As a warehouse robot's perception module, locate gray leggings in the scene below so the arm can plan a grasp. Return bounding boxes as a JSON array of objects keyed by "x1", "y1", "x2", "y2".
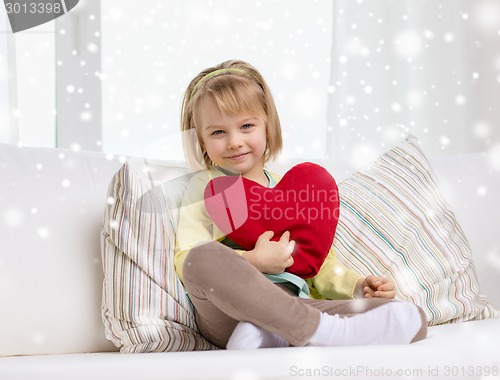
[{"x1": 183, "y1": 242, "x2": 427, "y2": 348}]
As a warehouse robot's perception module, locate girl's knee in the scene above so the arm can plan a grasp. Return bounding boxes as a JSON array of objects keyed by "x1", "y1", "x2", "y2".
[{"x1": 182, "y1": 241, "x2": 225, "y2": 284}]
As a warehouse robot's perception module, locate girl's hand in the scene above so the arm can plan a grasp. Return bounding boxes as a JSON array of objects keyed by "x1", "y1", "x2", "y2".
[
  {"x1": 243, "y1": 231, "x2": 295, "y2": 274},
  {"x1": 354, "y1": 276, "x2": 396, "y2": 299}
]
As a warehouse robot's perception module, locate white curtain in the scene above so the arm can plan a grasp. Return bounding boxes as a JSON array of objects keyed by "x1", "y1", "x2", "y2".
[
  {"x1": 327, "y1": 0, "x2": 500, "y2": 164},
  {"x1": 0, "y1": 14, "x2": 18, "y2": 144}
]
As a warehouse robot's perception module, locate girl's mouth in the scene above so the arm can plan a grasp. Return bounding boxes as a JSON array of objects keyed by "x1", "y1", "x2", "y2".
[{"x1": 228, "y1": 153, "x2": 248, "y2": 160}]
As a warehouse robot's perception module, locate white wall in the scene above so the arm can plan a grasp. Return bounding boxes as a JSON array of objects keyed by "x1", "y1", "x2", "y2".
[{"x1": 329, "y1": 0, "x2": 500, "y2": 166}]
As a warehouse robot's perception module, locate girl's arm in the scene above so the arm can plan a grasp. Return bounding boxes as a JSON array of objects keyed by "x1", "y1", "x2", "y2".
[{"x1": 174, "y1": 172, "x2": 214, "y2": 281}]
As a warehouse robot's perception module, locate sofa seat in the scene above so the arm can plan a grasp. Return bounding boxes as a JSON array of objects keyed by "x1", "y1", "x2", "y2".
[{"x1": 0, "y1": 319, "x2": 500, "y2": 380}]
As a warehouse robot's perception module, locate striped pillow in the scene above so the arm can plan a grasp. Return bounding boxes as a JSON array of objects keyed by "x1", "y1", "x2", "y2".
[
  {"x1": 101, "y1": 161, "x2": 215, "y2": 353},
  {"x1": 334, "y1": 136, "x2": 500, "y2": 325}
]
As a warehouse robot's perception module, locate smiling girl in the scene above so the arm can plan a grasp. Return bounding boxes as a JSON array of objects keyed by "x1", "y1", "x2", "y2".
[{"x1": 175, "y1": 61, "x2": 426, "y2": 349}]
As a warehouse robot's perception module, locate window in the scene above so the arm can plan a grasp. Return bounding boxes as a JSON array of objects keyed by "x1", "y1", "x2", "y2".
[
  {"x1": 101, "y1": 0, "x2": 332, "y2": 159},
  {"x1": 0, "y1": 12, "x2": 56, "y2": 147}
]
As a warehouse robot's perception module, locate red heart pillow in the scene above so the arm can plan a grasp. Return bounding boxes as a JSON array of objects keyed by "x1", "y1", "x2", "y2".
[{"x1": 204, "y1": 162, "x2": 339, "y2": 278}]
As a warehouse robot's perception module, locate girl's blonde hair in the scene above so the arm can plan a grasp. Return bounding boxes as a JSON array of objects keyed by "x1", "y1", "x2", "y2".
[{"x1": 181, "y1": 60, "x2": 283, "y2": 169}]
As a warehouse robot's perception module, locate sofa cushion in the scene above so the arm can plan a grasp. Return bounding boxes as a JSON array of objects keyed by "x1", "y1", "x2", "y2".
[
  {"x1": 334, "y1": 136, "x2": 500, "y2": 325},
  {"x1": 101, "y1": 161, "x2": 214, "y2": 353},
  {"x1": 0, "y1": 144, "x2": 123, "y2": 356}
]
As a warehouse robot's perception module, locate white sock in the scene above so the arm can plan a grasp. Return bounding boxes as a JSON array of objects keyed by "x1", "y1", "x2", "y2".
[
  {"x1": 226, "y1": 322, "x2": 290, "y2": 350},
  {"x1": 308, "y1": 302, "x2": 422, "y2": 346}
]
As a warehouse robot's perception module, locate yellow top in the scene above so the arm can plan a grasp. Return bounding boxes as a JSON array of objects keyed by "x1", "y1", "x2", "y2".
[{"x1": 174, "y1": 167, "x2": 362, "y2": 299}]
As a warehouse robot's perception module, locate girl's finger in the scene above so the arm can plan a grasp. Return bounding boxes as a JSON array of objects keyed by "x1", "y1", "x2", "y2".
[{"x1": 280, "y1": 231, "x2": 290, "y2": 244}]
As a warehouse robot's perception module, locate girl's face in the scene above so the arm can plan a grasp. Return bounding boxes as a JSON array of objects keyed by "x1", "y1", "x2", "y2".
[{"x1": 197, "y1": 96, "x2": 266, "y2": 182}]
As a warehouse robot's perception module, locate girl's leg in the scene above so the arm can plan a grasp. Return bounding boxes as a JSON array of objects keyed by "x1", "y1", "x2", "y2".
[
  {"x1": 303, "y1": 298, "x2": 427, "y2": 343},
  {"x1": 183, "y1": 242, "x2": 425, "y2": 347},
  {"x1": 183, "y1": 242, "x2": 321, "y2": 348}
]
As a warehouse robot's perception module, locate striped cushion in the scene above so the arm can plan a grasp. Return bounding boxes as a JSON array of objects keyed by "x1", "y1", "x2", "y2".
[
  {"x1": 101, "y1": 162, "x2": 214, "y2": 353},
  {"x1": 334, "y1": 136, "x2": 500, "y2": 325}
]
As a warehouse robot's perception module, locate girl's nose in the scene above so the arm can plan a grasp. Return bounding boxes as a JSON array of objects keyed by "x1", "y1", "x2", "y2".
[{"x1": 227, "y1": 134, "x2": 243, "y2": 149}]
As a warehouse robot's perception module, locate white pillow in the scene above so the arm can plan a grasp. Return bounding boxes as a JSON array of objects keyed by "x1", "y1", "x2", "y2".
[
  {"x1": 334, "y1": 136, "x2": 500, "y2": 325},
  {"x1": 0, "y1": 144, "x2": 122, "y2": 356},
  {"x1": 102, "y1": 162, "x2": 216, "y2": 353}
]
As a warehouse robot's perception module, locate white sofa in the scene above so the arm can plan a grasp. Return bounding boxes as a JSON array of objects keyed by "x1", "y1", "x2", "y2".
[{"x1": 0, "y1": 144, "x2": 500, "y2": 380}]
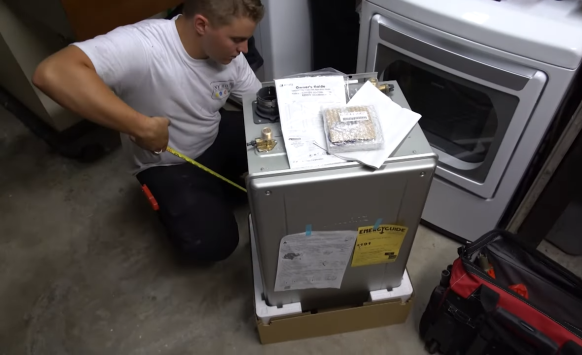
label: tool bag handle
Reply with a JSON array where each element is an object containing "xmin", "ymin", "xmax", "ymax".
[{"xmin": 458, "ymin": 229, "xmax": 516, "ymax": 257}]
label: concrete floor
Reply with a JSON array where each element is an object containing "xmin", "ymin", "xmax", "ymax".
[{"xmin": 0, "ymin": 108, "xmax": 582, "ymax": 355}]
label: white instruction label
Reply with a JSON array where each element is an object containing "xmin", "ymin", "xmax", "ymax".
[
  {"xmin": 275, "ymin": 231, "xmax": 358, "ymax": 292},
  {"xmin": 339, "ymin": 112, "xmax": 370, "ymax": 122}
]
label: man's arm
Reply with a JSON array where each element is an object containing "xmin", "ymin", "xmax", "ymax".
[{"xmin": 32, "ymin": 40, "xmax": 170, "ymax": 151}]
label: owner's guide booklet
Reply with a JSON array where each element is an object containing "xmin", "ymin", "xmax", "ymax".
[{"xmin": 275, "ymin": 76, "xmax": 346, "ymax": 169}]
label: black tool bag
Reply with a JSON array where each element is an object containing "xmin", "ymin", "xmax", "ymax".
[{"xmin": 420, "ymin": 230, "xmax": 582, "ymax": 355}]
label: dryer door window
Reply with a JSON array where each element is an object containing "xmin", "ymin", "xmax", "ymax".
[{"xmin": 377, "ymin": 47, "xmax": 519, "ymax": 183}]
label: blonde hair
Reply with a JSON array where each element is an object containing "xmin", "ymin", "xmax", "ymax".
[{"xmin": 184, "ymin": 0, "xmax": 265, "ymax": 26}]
++++++
§ STATED EXERCISE: Can you return verbatim every line starting at the one that contains "label: white instruction label" and ending at the final line of the items, both ends included?

§ OUTPUT FOR THIS EXERCISE:
label: white instruction label
Reply with a JSON array where each element is an object containing "xmin", "ymin", "xmax", "ymax".
[
  {"xmin": 275, "ymin": 231, "xmax": 358, "ymax": 292},
  {"xmin": 339, "ymin": 112, "xmax": 370, "ymax": 122}
]
label: man's arm
Reply with a JSON array where each element is an object containing "xmin", "ymin", "xmax", "ymax".
[{"xmin": 32, "ymin": 40, "xmax": 170, "ymax": 151}]
label: owner's guide booklet
Reply with a JSON array where each element is an object containing "xmin", "ymin", "xmax", "ymax".
[{"xmin": 275, "ymin": 76, "xmax": 346, "ymax": 169}]
label: black tool bag
Reply with a JSON array where each element is an object containing "xmin", "ymin", "xmax", "ymax".
[{"xmin": 420, "ymin": 230, "xmax": 582, "ymax": 355}]
label: dryer door window
Reply with a JSON array where each element is an object containing "xmin", "ymin", "xmax", "ymax".
[{"xmin": 377, "ymin": 47, "xmax": 519, "ymax": 183}]
label: blonde hair
Reply with a JSON array where each element is an object containing "xmin", "ymin", "xmax", "ymax".
[{"xmin": 184, "ymin": 0, "xmax": 265, "ymax": 26}]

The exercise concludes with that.